- DATA LISTING -
######
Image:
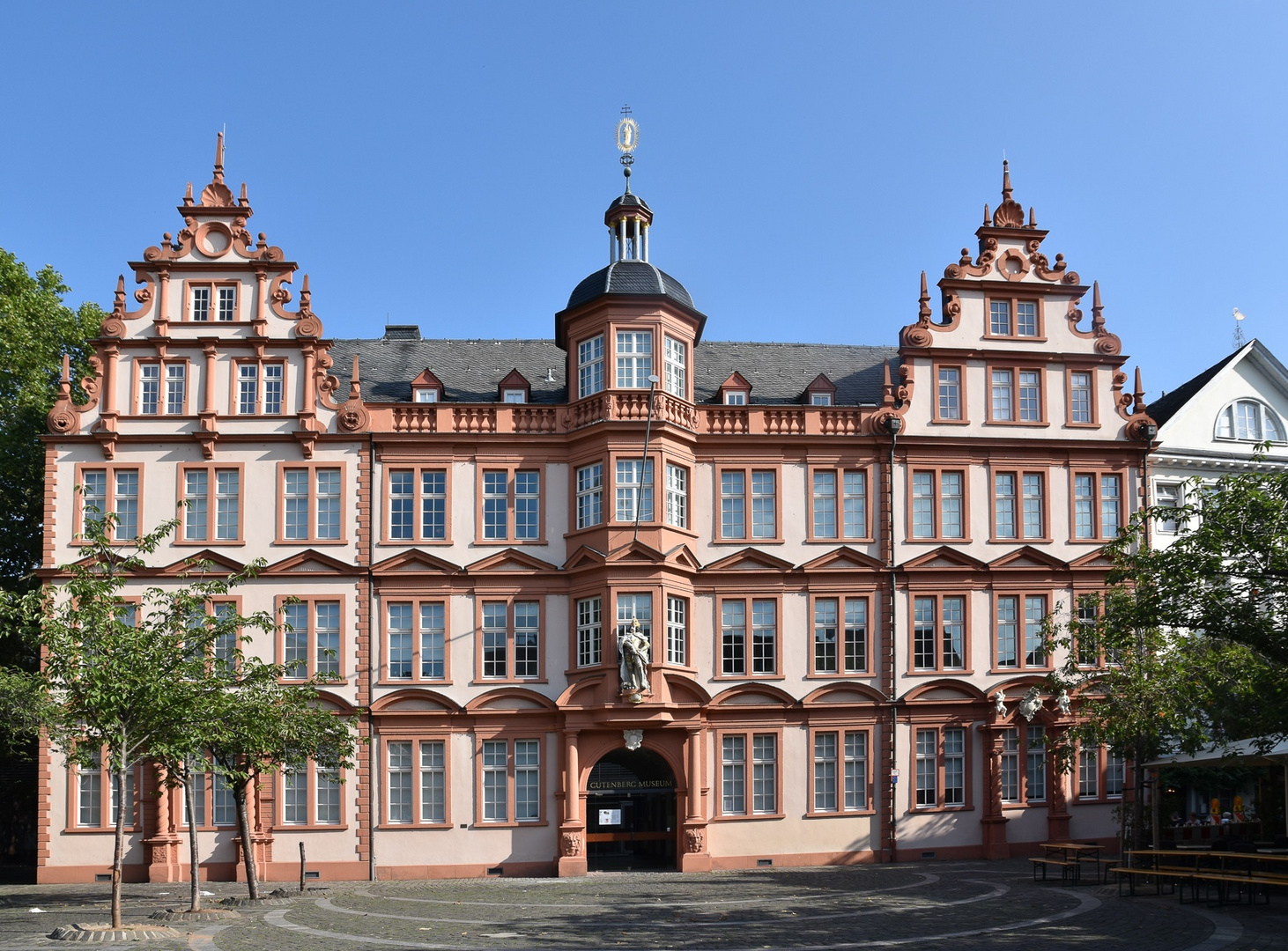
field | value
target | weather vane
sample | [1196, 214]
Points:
[627, 139]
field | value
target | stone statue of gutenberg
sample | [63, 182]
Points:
[634, 654]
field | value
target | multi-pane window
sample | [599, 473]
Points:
[311, 638]
[91, 802]
[1249, 421]
[736, 499]
[1115, 775]
[1025, 748]
[1003, 394]
[499, 764]
[311, 505]
[1167, 499]
[733, 505]
[200, 303]
[416, 638]
[418, 505]
[1025, 323]
[1096, 505]
[512, 640]
[840, 771]
[515, 493]
[939, 633]
[151, 402]
[733, 775]
[634, 359]
[677, 496]
[590, 367]
[211, 515]
[423, 802]
[928, 769]
[1025, 320]
[849, 512]
[248, 393]
[764, 774]
[111, 490]
[1079, 396]
[677, 630]
[840, 644]
[950, 393]
[634, 499]
[1000, 318]
[590, 630]
[938, 505]
[1031, 396]
[675, 367]
[306, 806]
[635, 608]
[1087, 638]
[1089, 772]
[735, 659]
[590, 494]
[940, 766]
[227, 304]
[1010, 652]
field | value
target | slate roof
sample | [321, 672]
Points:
[632, 278]
[1166, 407]
[471, 370]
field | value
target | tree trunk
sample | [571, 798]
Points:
[119, 850]
[244, 831]
[189, 794]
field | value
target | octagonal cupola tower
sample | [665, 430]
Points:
[629, 326]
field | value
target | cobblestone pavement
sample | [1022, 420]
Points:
[925, 905]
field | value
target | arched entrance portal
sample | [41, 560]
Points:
[630, 812]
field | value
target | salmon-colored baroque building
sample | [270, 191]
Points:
[624, 596]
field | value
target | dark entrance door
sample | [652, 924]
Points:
[630, 812]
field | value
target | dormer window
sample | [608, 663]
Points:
[1249, 421]
[821, 392]
[736, 392]
[219, 299]
[515, 387]
[426, 387]
[677, 363]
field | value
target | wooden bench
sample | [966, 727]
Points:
[1070, 869]
[1252, 881]
[1168, 874]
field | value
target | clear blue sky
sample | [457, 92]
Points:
[448, 164]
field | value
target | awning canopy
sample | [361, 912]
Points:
[1255, 752]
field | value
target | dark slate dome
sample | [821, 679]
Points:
[630, 279]
[629, 201]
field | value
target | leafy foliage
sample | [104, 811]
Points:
[36, 328]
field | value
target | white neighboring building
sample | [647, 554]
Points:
[1213, 424]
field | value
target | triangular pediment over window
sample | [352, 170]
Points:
[1026, 557]
[415, 563]
[219, 564]
[510, 560]
[750, 560]
[311, 563]
[944, 557]
[844, 558]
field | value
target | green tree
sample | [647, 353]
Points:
######
State how many lines in the rows above contain the string "tree". Give only the number.

- EXERCISE RESPONSE -
2